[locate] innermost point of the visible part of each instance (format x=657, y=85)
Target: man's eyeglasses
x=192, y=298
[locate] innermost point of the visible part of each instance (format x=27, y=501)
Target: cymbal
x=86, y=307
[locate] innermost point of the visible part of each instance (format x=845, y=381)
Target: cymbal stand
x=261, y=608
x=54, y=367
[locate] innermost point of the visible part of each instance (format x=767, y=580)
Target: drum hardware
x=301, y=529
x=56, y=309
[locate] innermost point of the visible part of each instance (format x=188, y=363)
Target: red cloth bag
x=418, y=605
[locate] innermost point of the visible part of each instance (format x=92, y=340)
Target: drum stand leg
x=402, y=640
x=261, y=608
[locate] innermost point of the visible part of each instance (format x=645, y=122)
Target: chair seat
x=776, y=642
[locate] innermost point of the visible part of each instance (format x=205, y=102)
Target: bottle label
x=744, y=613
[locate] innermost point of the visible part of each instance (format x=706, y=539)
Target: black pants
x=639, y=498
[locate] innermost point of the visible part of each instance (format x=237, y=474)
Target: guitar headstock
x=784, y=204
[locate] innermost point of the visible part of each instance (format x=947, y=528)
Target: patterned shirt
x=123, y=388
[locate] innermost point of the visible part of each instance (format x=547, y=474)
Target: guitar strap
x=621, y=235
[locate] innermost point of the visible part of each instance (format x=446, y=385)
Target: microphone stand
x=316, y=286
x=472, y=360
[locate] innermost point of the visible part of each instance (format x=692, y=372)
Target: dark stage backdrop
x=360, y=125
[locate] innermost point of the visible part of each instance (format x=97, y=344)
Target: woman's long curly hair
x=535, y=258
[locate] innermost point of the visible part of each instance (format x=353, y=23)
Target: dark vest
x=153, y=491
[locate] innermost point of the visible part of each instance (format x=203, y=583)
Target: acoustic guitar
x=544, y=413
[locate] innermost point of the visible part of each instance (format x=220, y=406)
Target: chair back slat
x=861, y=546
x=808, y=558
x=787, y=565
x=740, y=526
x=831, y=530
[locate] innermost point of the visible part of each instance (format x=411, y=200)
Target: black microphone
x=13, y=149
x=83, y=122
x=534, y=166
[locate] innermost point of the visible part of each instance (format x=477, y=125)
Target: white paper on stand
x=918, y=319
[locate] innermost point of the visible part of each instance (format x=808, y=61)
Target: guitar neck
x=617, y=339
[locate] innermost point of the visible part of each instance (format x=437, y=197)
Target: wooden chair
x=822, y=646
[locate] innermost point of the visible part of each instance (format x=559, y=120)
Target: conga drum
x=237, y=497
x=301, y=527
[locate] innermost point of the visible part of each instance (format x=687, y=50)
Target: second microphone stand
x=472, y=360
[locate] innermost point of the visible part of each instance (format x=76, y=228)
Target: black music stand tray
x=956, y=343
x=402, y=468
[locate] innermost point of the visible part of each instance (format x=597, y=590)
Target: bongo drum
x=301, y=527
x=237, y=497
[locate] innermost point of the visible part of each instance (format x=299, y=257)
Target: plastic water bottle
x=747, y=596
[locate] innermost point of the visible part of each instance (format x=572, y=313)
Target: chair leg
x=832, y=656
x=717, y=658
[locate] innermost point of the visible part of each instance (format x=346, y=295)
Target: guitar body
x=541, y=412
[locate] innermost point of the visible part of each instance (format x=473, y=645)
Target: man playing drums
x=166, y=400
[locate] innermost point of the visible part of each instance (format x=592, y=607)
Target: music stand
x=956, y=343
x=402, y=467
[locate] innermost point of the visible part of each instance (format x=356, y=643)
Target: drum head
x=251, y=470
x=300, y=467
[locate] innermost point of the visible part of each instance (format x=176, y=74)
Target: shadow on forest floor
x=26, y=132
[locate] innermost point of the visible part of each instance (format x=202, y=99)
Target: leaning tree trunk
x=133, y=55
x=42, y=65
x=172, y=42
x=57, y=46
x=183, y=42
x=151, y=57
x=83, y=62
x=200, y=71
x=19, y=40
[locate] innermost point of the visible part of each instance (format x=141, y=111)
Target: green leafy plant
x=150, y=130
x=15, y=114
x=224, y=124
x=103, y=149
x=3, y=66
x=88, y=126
======
• **Task directions**:
Write out all of the records above verbatim, line for line and in their original order.

• **Answer to this task**:
[locate] innermost point of the visible part of each instance (format x=657, y=85)
Target: man's eyeglasses
x=192, y=298
[locate] innermost point of the visible part of each instance (format x=27, y=501)
Target: cymbal
x=86, y=307
[locate] innermost point of the visible part of each instance (format x=845, y=381)
Target: cymbal stand
x=261, y=608
x=54, y=367
[locate] innermost point of the visible part of each instance (format x=767, y=580)
Target: drum hardware
x=301, y=529
x=56, y=309
[locate] innermost point of the visible part of each instance (format x=188, y=363)
Target: red cloth bag
x=418, y=605
[locate] innermost point of the visible part of each instance (format x=92, y=340)
Target: drum stand leg
x=402, y=640
x=261, y=608
[locate] innermost point of the visible part of each instance (format x=645, y=122)
Target: chair seat
x=776, y=642
[locate] innermost point of the visible part of each instance (format x=205, y=102)
Target: bottle label
x=744, y=613
[locate] innermost point of the visible part of each instance (format x=706, y=539)
Target: black pants
x=639, y=498
[locate] innermost point of the visible part of each instance (format x=237, y=474)
Target: guitar headstock
x=784, y=204
[locate] innermost point of the visible part of each instance (format x=947, y=528)
Target: patterned shirt
x=123, y=388
[locate] innermost point of the visible part of each instance (format x=547, y=474)
Target: guitar strap
x=621, y=235
[locate] innermost point of the visible part of each instance (format x=446, y=385)
Target: microphone stand
x=316, y=286
x=472, y=360
[locate] innermost point of the visible part of each instance (format x=692, y=372)
Target: dark stage backdrop
x=360, y=125
[locate] innermost point of the visible part of each instance (format x=97, y=344)
Target: woman's long curly hair
x=535, y=258
[locate] innermost point of the visible part of each instance (format x=353, y=23)
Target: dark vest
x=153, y=491
[locate] innermost point of the visible part of each instance (format x=203, y=583)
Target: acoustic guitar
x=544, y=413
[locate] innermost point of the visible part of each instance (format x=220, y=406)
Target: chair back slat
x=861, y=546
x=808, y=558
x=787, y=565
x=740, y=526
x=831, y=530
[locate] innermost point of the visible part of each instance (format x=411, y=200)
Target: black microphone
x=13, y=149
x=83, y=122
x=534, y=166
[locate] innermost point of the visible part of each instance (format x=477, y=125)
Target: white paper on stand
x=918, y=319
[locate] innermost point of the visible part of each instance (format x=808, y=61)
Target: guitar neck
x=617, y=339
[locate] innermost point of the visible part of each instance (format x=437, y=197)
Target: wooden chair
x=822, y=646
[locate] innermost point of the visible part of each instance (format x=559, y=120)
Target: conga drum
x=237, y=497
x=301, y=527
[locate] innermost point of the visible part of each instance (format x=687, y=50)
Target: second microphone stand
x=472, y=360
[locate] innermost point of the visible part of each instance (format x=76, y=228)
Target: black music stand tray
x=956, y=343
x=402, y=468
[locate] innermost point of the visible part of each instance (format x=597, y=590)
Target: bongo drum
x=301, y=527
x=237, y=497
[locate] innermost point of the visible part of each instance (format x=299, y=257)
Target: plastic water bottle
x=747, y=596
[locate] innermost point of the visible part of each instance (format x=572, y=313)
Target: chair leg
x=832, y=656
x=717, y=658
[locate] innermost point of the visible part of each instance (format x=346, y=295)
Target: guitar body
x=541, y=412
[locate] innermost point of the visible part of each instance (format x=473, y=645)
Target: man playing drums
x=166, y=400
[locate] innermost point of the visible part of each instance (format x=592, y=607)
Target: music stand
x=956, y=343
x=402, y=467
[locate] innermost point of the visible part of each instance (format x=356, y=643)
Target: drum head
x=251, y=470
x=300, y=467
[locate] innermost point of the visible part of each instance (format x=176, y=74)
Target: shadow on forest floor
x=26, y=132
[locate] innermost point of the visible part of each instance (format x=202, y=99)
Target: leaning tree trunk
x=133, y=55
x=42, y=65
x=172, y=42
x=57, y=46
x=183, y=42
x=151, y=57
x=83, y=62
x=200, y=71
x=19, y=40
[locate] innermost point of the visible part of each instance (format x=141, y=111)
Target: green leafy plant
x=150, y=130
x=15, y=114
x=224, y=124
x=103, y=149
x=3, y=66
x=88, y=126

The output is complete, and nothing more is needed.